#### Passage

Paving the Road to Trustworthy AI: Bias in Large Language Models
Language models have become essential components in various NLP applications, such as machine translation, sentiment analysis, and question-answering systems. However, there is a growing concern that these models may perpetuate and amplify bias present in the data on which they were trained. Detecting bias in large language models is crucial because biased language models can amplify existing societal biases, such as racism and sexism, or perpetuate harmful stereotypes. When not properly controlled, the use of biased language models in decision-making processes, such as those used in loan applications, healthcare, hiring, and criminal justice, can result in unfair outcomes.
Bias in NLP models can arise from historical patterns, biases, and stereotypes encoded in the training data. For example, a study of classifiers trained to predict the occupation of a person based on their biography was more likely to predict “surgeon” for men’s biographies compared to women’s. In our work, we focus here on masked language models such as BERT that are fine tuned to perform specific tasks. We want to understand how pretraining and fine tuning each contribute to the observed biases of these models.
Such an understanding not only provides practitioners actionable guidance on how to responsibly use and finetune pretrained language models, it also highlights ‘infeasibility conditions’, i.e. situations where it is impossible to fully mitigate fairness-specific risks of downstream applications of a model.

########
#### Entries provided

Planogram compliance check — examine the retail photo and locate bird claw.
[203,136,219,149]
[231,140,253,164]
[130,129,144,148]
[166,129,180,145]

########

What is expected: Quote the text on bias in language models from "Bias in NLP" up to and including "of these models.".

Solution:
Bias in NLP models can arise from historical patterns, biases, and stereotypes encoded in the training data. For example, a study of classifiers trained to predict the occupation of a person based on their biography was more likely to predict “surgeon” for men’s biographies compared to women’s. In our work, we focus here on masked language models such as BERT that are fine tuned to perform specific tasks. We want to understand how pretraining and fine tuning each contribute to the observed biases of these models.